An event that was talked about quite a bit over the past few days has
finally come to an end, and it featured a few big names, and some strong
play from the players who made it deep in the event. When the final table
of the 2014 World Poker Tour’s Canadian Spring Championship was announced,
the players geared up to play for the title as well as a very nice first
place pay day. When all was said and done, it was a Quebec local in Jason
Comtois who ended up taking down the championship and also winning the
$160,999 first place pay day.

It wasn’t an easy battle for Comtois though, as he actually was holding the
second shortest stack to start the day with 4,700,000 chips, but he still
had plenty of time to build that chip stack up. At the time, the chip
leader to start was Daniel Gagne, who was holding 8 million in chips,
meaning that our second short stack in Comtois could absolutely catch up
within just a single hand potentially. It didn’t start out well though, as
Comtois dropped a pretty good sized pot on just the second hand of the day,
but then two hands after that he doubled up through Mario Lim to get up to
5,700,000 chips. To say that he was involved in the action early on in the
final table would be an understatement.

Lim was actually the first player to be eliminated from the final table,
and it happened when he pushed all-in pre-flop for 2,200,000 chips on the
21st hand. The shove came over an original raise from Johnny Mazzaferro.
Lim had just K-3 of clubs, while Mazzaferro was holding A-J off suit. The
flop gave Lim a shot at a flush, but he wasn’t able to better his hand in
any way, and ended up being sent home in sixth place.

The next knockout didn’t come for quite a while though, and it wasn’t until
Hand 76 that we were able to get down to four handed play. Alexander Wong
raised pre-flop to 650k, and Gagne called the raise. The flop came with
K-8-5, and Wong bet out 550,000. Gagne then re-raised up to 1,200,000, and
Wong pushed the rest of his chips into the middle for 4,975,000. Gagne
made the call and showed K-8 for tow pair, while Wong had just pocket
sixes. Wong couldn’t improve his hand and hit the set that he needed, so
he was out in fifth place. Gagne though, was sitting very pretty with a
massive chip stack of 14,425,000 chips, which was almost as many chips as
the other three players had together.

Comtois was ready to make a move and work his way toward Gagne, and he did
so just a few hands after that last elimination. He doubled up through
Mazzaferro to get up to 9,800,000 chips, and then won 2,500,000 chips from
Gagne on the next hand. This meant that Comtois had grabbed the chip lead
from Gagne by a score of 12,750,000 to 12,275,000. This left Mazzaferro
with very, very few chips, and he ended up having to go all-in on the 81st
hand with Q-J. His Q-J ran into the A-Q of Comtois, and this sent him home
in fourth place, leaving us set up for three handed play.
○ ○ ○ ○ ○
Work request 1 >>
According to the poker report, how many chips did Jason Comtois hold at the start of the final table?
Work request 2 >>
Output the stretch of the poker report from "Lim was actually" through "in sixth place.", word for word.
The entries after this poker report are independent material, unrelated to it.

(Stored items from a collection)
○ ○ ○ ○ ○
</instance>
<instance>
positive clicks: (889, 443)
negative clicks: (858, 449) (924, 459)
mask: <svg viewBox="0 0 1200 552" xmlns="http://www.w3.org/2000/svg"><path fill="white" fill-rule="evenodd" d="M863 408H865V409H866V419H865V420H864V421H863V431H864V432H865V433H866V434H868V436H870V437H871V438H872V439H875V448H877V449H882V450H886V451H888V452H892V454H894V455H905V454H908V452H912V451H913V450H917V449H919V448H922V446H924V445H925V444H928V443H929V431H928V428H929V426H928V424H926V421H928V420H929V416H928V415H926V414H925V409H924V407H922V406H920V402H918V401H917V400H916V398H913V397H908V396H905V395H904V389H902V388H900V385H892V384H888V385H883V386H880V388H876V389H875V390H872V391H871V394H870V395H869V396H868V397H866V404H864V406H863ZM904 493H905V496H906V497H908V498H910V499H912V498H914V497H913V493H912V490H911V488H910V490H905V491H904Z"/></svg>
○ ○ ○ ○ ○
Task solution 1 >>
4,700,000 chips.

Task solution 2 >>
Lim was actually the first player to be eliminated from the final table,
and it happened when he pushed all-in pre-flop for 2,200,000 chips on the
21st hand. The shove came over an original raise from Johnny Mazzaferro.
Lim had just K-3 of clubs, while Mazzaferro was holding A-J off suit. The
flop gave Lim a shot at a flush, but he wasn’t able to better his hand in
any way, and ended up being sent home in sixth place.